= OPDRACHT A =
Typ het stuk uit de tekst over het werk van Daniel Richter over, van "Het recente werk" tot en met "d’Avignon op steroïden.".
= OPDRACHT B =
Vervang in de lijst "white sneaker" door "grey sneaker" in de regels van de regel met "Place a point on every instance of the white sneaker, shaped" tot en met de regel met "pixel 425 349". Geef alleen die regels terug en laat verder alles ongewijzigd.

= GESELECTEERD FRAGMENT =
┌────────
Het recente werk van Daniel Richter (1962) kende ik eigenlijk enkel van reproducties. Wilde schildersgebaren in bonte kleuren. De figuratie die eerder zo prominent aanwezig was in zijn werk is zo goed als verdwenen. Er zijn fladeren van ledematen te zien. Alsof een fresco van de Sixtijnse Kapel door de blender is gehaald en vervolgens de kleuren optimaal verzadigd worden. Of als Les Demoiselles d’Avignon op steroïden.
└────────
(Items uit een gegevensbron)
┌────────
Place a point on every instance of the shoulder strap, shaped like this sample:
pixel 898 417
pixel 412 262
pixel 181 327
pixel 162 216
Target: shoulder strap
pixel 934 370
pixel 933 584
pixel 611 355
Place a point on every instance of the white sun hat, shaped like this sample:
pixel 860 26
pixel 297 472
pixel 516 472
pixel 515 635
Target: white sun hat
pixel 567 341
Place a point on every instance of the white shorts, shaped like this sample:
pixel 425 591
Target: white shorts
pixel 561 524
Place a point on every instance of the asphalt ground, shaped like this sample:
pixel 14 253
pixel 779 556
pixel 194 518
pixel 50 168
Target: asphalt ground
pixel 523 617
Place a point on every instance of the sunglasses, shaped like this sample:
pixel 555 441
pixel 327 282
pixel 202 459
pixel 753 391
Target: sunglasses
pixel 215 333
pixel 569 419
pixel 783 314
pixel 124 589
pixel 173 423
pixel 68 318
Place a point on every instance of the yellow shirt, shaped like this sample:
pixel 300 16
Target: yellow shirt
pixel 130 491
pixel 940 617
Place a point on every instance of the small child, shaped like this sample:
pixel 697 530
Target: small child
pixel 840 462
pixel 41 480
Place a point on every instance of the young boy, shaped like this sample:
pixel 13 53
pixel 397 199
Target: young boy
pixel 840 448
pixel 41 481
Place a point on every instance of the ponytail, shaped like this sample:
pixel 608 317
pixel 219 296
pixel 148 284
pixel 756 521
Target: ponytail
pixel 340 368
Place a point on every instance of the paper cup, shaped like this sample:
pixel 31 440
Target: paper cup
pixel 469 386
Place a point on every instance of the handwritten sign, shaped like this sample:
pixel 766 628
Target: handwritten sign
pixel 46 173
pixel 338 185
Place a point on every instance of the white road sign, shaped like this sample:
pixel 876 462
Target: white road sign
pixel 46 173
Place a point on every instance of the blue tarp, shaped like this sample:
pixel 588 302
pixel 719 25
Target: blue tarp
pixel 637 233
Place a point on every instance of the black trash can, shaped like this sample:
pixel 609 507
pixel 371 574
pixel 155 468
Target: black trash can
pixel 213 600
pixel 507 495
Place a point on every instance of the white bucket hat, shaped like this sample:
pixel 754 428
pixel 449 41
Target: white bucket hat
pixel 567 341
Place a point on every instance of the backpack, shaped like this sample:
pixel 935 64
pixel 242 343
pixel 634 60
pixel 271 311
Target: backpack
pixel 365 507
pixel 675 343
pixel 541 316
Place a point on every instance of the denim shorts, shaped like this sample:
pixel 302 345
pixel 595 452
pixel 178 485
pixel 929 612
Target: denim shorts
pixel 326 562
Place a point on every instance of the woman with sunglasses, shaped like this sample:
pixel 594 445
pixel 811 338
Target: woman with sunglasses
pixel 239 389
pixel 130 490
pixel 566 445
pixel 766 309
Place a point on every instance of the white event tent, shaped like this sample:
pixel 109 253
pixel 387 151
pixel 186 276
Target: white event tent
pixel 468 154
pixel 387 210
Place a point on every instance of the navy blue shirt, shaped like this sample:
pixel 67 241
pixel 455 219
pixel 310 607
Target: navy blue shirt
└────────
┌────────
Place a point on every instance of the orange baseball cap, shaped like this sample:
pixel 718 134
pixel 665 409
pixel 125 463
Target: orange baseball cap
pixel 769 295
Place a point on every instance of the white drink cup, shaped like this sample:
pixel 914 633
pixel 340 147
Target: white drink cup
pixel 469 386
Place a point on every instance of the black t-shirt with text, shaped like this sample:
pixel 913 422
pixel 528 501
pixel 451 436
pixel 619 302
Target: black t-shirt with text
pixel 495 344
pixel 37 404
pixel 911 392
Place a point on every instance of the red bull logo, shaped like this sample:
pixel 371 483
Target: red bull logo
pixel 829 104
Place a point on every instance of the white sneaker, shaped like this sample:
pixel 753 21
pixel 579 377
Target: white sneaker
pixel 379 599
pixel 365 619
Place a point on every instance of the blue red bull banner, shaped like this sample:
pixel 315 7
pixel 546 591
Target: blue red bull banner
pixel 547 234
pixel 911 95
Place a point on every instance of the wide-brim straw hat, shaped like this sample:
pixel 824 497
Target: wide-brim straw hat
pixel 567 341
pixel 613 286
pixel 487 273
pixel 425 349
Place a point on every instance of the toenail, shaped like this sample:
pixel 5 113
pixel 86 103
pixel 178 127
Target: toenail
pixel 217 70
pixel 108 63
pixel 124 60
└────────
┌────────
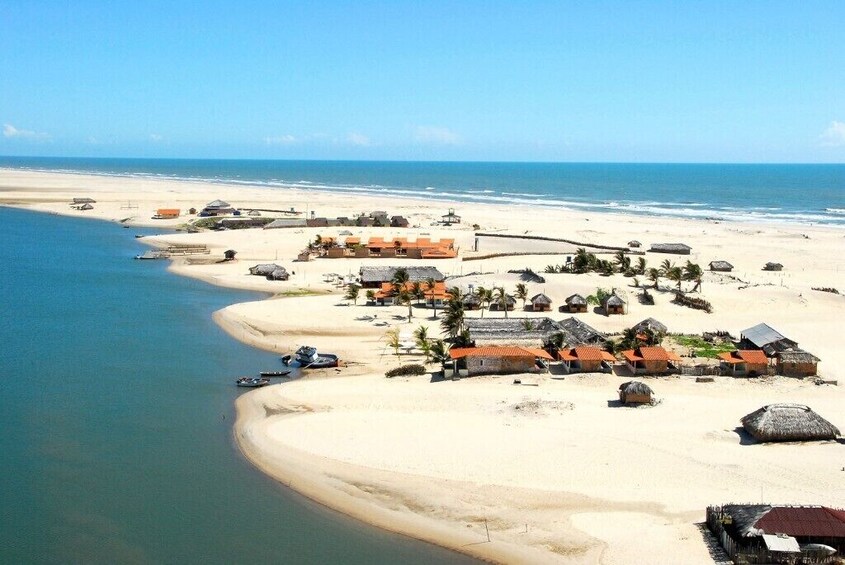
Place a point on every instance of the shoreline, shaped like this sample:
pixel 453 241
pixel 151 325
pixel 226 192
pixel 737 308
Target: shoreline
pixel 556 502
└────────
= ANTWOORD OEFENING A =
Het recente werk van Daniel Richter (1962) kende ik eigenlijk enkel van reproducties. Wilde schildersgebaren in bonte kleuren. De figuratie die eerder zo prominent aanwezig was in zijn werk is zo goed als verdwenen. Er zijn fladeren van ledematen te zien. Alsof een fresco van de Sixtijnse Kapel door de blender is gehaald en vervolgens de kleuren optimaal verzadigd worden. Of als Les Demoiselles d’Avignon op steroïden.

= ANTWOORD OEFENING B =
Place a point on every instance of the grey sneaker, shaped like this sample:
pixel 753 21
pixel 579 377
Target: grey sneaker
pixel 379 599
pixel 365 619
Place a point on every instance of the blue red bull banner, shaped like this sample:
pixel 315 7
pixel 546 591
Target: blue red bull banner
pixel 547 234
pixel 911 95
Place a point on every instance of the wide-brim straw hat, shaped like this sample:
pixel 824 497
Target: wide-brim straw hat
pixel 567 341
pixel 613 286
pixel 487 273
pixel 425 349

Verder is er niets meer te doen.